WHAT YOU HAVE TO DO
Line by line, repeat the material below exactly and skip the images.

---+---

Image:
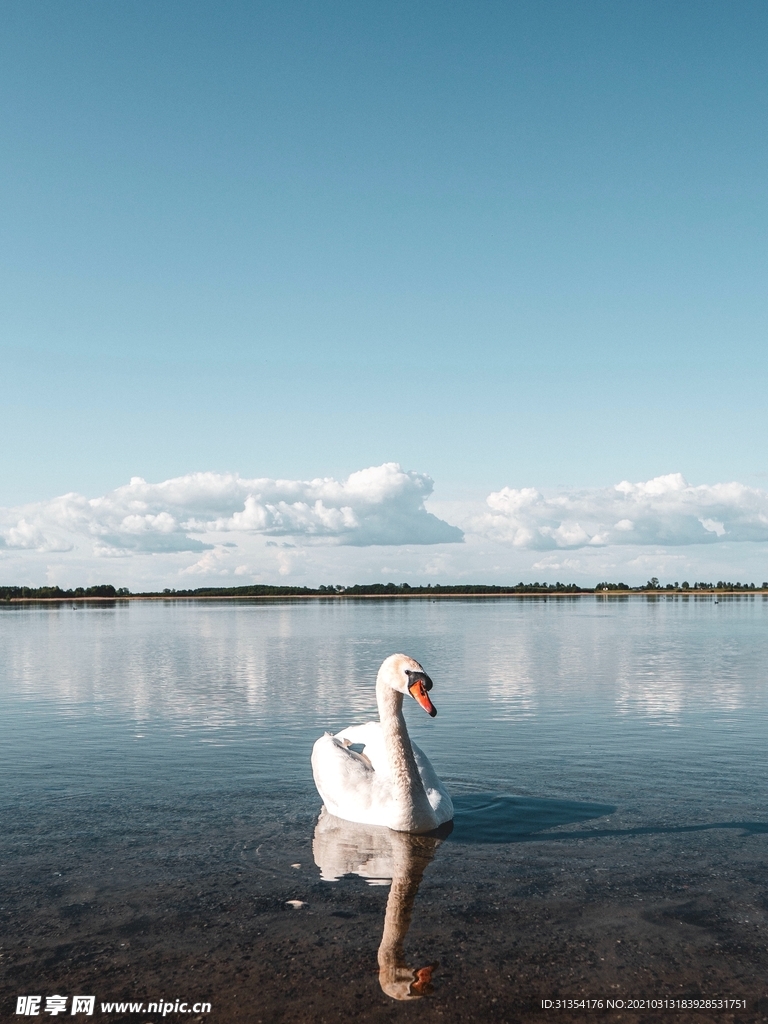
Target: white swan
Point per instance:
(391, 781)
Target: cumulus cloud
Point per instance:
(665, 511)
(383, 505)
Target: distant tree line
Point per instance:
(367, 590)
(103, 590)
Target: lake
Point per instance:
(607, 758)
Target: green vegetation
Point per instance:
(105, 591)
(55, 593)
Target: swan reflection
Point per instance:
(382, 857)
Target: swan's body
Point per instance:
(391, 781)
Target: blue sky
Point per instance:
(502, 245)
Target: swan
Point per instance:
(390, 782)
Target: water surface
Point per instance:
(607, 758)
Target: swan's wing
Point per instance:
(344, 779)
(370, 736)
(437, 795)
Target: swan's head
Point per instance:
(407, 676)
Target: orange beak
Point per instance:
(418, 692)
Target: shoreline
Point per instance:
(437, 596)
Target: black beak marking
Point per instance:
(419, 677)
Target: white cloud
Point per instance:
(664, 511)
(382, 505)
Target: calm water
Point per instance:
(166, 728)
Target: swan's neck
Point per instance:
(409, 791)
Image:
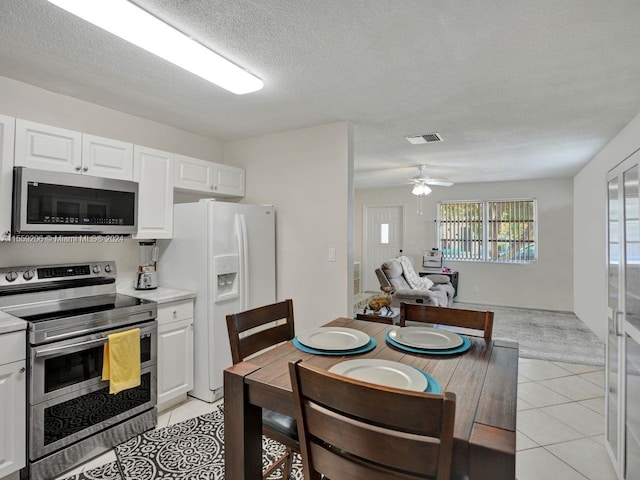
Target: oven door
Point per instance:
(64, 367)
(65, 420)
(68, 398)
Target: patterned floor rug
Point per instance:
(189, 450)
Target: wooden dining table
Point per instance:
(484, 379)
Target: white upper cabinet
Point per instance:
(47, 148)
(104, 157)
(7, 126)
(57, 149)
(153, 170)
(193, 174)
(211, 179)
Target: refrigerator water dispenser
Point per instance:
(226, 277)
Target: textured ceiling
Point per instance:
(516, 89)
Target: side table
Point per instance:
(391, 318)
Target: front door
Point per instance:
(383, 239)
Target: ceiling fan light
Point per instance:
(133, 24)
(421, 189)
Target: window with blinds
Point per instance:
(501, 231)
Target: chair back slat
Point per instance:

---+---

ANSWER TO THE PROBLEM
Image:
Target: white swan
Point per instance:
(391, 781)
Target: cumulus cloud
Point per instance:
(665, 511)
(383, 505)
Target: distant tree line
Point per instance:
(367, 590)
(103, 590)
Target: lake
Point per instance:
(607, 758)
Target: green vegetation
Point per instance:
(105, 591)
(55, 593)
Target: swan reflection
Point per instance:
(382, 857)
Target: swan's body
Point per instance:
(391, 781)
Target: blue sky
Point per instance:
(502, 245)
Target: swan
Point per instance:
(390, 782)
Target: water surface
Point per instance:
(607, 758)
Target: swan's wing
Point per instance:
(344, 779)
(370, 736)
(437, 795)
Target: swan's head
Point per instance:
(407, 676)
Target: orange beak
Point per instance:
(418, 692)
Target: shoreline
Point per instance:
(437, 596)
Target: black beak marking
Point per instance:
(419, 677)
Target: white cloud
Point per instance:
(664, 511)
(382, 505)
Target: calm water
Point per instance:
(166, 728)
Target: swan's neck
Point per instance:
(409, 791)
Image:
Target: oven door
Point per instance:
(64, 367)
(65, 420)
(68, 398)
Target: patterned floor rug
Point per instance:
(189, 450)
Target: wooden dining table
Point per instance:
(484, 379)
Target: white upper cabinet
Point per instance:
(47, 148)
(104, 157)
(7, 126)
(57, 149)
(153, 170)
(193, 174)
(211, 179)
Target: refrigerator water dispenser
Point per instance:
(226, 277)
Target: textured ceiling
Point per instance:
(516, 89)
Target: side table
Point per instance:
(391, 318)
Target: front door
Point per instance:
(383, 239)
Target: ceiling fan light
Point per instance:
(133, 24)
(421, 189)
Target: window with blinds
Point per instance:
(501, 231)
Target: chair back slat
Point per instance:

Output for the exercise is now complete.